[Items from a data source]
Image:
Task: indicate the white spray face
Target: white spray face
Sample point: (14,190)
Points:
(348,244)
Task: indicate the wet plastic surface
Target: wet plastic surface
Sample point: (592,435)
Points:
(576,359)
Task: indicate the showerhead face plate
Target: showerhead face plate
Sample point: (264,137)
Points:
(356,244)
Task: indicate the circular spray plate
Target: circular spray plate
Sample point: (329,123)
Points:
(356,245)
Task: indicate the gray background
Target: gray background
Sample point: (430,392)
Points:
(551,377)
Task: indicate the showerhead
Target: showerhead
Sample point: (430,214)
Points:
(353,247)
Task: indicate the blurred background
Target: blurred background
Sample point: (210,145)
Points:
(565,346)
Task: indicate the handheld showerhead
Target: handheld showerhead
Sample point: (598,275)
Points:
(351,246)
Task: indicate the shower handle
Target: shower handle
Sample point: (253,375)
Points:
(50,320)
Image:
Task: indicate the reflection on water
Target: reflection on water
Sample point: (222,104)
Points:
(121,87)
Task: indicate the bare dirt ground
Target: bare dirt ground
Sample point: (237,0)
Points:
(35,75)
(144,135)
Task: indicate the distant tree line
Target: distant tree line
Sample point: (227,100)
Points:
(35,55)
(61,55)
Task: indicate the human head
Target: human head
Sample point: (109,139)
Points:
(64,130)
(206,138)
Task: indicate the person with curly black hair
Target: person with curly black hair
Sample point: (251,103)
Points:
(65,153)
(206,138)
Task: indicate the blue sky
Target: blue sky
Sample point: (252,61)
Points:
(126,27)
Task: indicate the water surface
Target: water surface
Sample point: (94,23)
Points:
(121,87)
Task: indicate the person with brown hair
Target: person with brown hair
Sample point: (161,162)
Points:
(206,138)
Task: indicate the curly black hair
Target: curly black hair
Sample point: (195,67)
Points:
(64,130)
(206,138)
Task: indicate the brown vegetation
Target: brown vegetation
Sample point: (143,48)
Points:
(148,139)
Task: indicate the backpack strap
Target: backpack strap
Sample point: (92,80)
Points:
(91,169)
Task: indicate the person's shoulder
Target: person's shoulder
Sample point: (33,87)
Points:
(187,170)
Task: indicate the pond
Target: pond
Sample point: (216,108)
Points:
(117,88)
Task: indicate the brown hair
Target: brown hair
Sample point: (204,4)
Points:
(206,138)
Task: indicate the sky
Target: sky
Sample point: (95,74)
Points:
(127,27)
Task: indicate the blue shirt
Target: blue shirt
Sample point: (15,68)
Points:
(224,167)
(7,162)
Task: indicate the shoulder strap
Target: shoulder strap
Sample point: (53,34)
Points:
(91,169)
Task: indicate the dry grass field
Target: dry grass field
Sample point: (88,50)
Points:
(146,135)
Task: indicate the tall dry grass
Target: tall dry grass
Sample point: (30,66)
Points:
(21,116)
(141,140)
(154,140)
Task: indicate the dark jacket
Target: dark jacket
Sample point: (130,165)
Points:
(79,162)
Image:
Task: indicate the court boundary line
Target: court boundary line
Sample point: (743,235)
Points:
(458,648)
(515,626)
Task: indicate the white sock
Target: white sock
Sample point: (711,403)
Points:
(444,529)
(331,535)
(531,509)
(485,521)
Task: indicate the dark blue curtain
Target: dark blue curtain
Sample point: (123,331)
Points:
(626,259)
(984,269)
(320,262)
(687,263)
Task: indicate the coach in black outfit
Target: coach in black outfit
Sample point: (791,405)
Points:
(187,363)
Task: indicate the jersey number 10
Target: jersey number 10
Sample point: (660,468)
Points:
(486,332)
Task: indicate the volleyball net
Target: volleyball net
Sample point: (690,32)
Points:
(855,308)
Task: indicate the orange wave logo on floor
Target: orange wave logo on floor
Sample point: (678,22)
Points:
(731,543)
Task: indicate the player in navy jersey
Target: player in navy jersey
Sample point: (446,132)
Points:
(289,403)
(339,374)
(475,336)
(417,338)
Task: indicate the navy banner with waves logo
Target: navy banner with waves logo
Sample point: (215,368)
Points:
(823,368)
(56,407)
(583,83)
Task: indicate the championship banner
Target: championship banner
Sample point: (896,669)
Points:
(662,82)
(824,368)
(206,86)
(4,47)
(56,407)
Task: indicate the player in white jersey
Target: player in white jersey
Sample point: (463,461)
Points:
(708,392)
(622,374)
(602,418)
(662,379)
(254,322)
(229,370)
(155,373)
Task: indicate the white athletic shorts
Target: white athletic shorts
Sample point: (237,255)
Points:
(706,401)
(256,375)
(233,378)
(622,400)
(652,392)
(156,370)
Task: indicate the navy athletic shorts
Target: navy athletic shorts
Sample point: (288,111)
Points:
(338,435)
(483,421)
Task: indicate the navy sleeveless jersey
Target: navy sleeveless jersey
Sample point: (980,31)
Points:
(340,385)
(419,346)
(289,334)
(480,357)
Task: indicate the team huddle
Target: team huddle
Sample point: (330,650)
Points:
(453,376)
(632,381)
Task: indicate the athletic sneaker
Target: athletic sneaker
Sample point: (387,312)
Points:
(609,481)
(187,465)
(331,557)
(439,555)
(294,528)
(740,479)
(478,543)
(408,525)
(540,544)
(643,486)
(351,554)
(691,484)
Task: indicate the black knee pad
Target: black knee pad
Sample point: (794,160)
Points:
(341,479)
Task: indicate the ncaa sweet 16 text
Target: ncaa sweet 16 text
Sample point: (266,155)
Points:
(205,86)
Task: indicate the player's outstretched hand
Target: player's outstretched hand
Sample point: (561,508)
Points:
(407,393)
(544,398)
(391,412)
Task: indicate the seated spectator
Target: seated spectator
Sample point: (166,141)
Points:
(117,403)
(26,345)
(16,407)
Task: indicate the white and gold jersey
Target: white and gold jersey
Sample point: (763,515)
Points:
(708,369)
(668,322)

**What to do**
Provide all the records again, word for word.

**Result**
Image:
Task: indicate the white spray face
Target: white spray face
Sample point: (14,190)
Points:
(348,244)
Task: indicate the wet plastic surface
Target: wet plastic surface
Sample point: (592,435)
Points:
(576,359)
Task: indicate the showerhead face plate
Target: showerhead face plate
Sample point: (264,137)
Points:
(356,244)
Task: indicate the circular spray plate
Target: circular spray plate
Sample point: (329,123)
Points:
(356,245)
Task: indicate the gray background
Target: gray background
Sample point: (430,392)
Points:
(551,377)
Task: indicate the showerhead
Target: showerhead
Sample point: (430,214)
Points:
(353,247)
Task: indicate the blurred background
Target: blurred background
Sample point: (210,145)
Points:
(565,346)
Task: indicate the handheld showerhead
Target: handheld showerhead
Sample point: (598,275)
Points:
(351,246)
Task: indicate the shower handle
Target: shower handle
Sample point: (253,375)
Points:
(50,320)
Image:
Task: indicate the reflection on water
Target: reflection on water
Sample point: (222,104)
Points:
(121,87)
Task: indicate the bare dirt ground
Target: bare dirt ground
Sample point: (237,0)
Points:
(35,75)
(144,135)
Task: indicate the distant tree line
Target: distant tree line
Sample point: (227,100)
Points:
(35,55)
(61,55)
Task: indicate the human head
Target: human head
Sample point: (109,139)
Points:
(64,130)
(206,138)
Task: indicate the person with curly black hair
Target: person with curly black hair
Sample point: (251,103)
Points:
(65,153)
(206,138)
Task: indicate the blue sky
Target: blue sky
Sample point: (252,61)
Points:
(126,27)
Task: indicate the water surface
Target: water surface
Sample point: (94,23)
Points:
(121,87)
Task: indicate the person with brown hair
Target: person with brown hair
Sample point: (161,162)
Points:
(206,138)
Task: indicate the curly black hair
Target: curly black hair
Sample point: (195,67)
Points:
(64,130)
(206,138)
Task: indicate the brown vegetation
Target: brown vegetation
Sample point: (143,48)
Points:
(148,139)
Task: indicate the backpack strap
Target: backpack strap
Sample point: (92,80)
Points:
(91,169)
Task: indicate the person's shoulder
Target: person's shoulder
Sample point: (33,87)
Points:
(187,170)
Task: indicate the pond
Target: pond
Sample point: (216,108)
Points:
(117,88)
Task: indicate the brown hair
Target: brown hair
Sample point: (204,4)
Points:
(206,138)
Task: indicate the sky
Target: sky
Sample point: (95,74)
Points:
(127,27)
Task: indicate the blue shirt
Target: blue shirt
Sample point: (15,68)
Points:
(224,167)
(7,162)
Task: indicate the shoulder strap
Target: shoulder strap
Sample point: (53,34)
Points:
(91,169)
Task: indicate the dry grass field
Target: dry grass field
Sample point: (88,50)
Points:
(146,135)
Task: indicate the tall dry grass
Target: tall dry grass
Sample point: (30,66)
Points:
(21,116)
(141,140)
(154,140)
Task: indicate the dark jacket
Target: dark jacket
Sample point: (130,165)
Points:
(79,162)
Image:
Task: indicate the court boundary line
Target: court boundary line
Sample point: (743,235)
Points:
(458,648)
(515,626)
Task: indicate the white sock
Target: white sock
Sample point: (711,403)
Points:
(444,529)
(331,535)
(531,509)
(485,521)
Task: indicate the dark blue curtain
Target: dark blue curtain
Sample point: (123,331)
Points:
(626,259)
(984,269)
(320,262)
(687,263)
Task: indicate the coach in black outfit
Target: coach in black outfit
Sample point: (791,405)
Points:
(187,363)
Task: indicate the jersey number 10
Target: jersey number 10
Sample point: (660,468)
Points:
(486,332)
Task: indicate the volleyball net
Target: volleyball net
Sample point: (690,32)
Points:
(855,308)
Task: indicate the orange wave logo on floor
Target: orange wave logo on floor
Sample point: (678,22)
Points:
(731,543)
Task: indicate the player in navy jersey
Target: player in navy jersey
Sample point: (446,132)
Points:
(289,403)
(339,374)
(475,336)
(417,338)
Task: indicate the navy banner with waves logo
Target: navy banner with waves logo
Sample point: (215,368)
Points:
(823,368)
(56,407)
(583,83)
Task: indicate the championship banner
Target: championship banner
Sample point: (896,669)
Points:
(662,82)
(824,368)
(206,86)
(4,47)
(56,407)
Task: indicate the player in white jersey
Target: player in white jersey
Sample point: (463,461)
Points:
(708,392)
(622,374)
(602,418)
(662,379)
(254,322)
(229,370)
(155,373)
Task: indicate the white athletic shorts
Target: white athletic shorts
Sample point: (237,255)
Points:
(706,401)
(256,375)
(233,378)
(622,400)
(652,392)
(156,370)
Task: indicate the navy athletic shorts
Target: navy athletic shorts
Sample point: (288,111)
Points:
(338,435)
(483,421)
Task: indicate the navy sleeveless jersey
Target: navy sleeveless jersey
Sample point: (980,31)
Points:
(340,385)
(419,346)
(289,334)
(480,357)
Task: indicate the team huddle
Target: team huddle
Sample point: (330,650)
Points:
(453,376)
(632,381)
Task: indicate the athletic sneaker
Target: athletic sneaker
Sample point: (387,312)
Points:
(609,481)
(187,465)
(331,557)
(439,555)
(294,528)
(740,479)
(478,543)
(408,525)
(540,544)
(643,486)
(351,554)
(691,484)
Task: indicate the black knee pad
Target: black knee pad
Sample point: (794,160)
Points:
(341,479)
Task: indicate the ncaa sweet 16 text
Target: ncaa sweet 16 text
Sample point: (266,155)
Points:
(205,86)
Task: indicate the player's outstretched hand
Target: player's outstretched hand
Sample point: (561,508)
Points:
(407,393)
(544,398)
(391,412)
Task: indicate the seated spectator
Target: seated spectator
Sample point: (166,141)
Points:
(117,403)
(26,345)
(16,407)
Task: indicate the white and gold jersey
Target: white and gold jersey
Sample point: (763,515)
Points:
(708,369)
(668,322)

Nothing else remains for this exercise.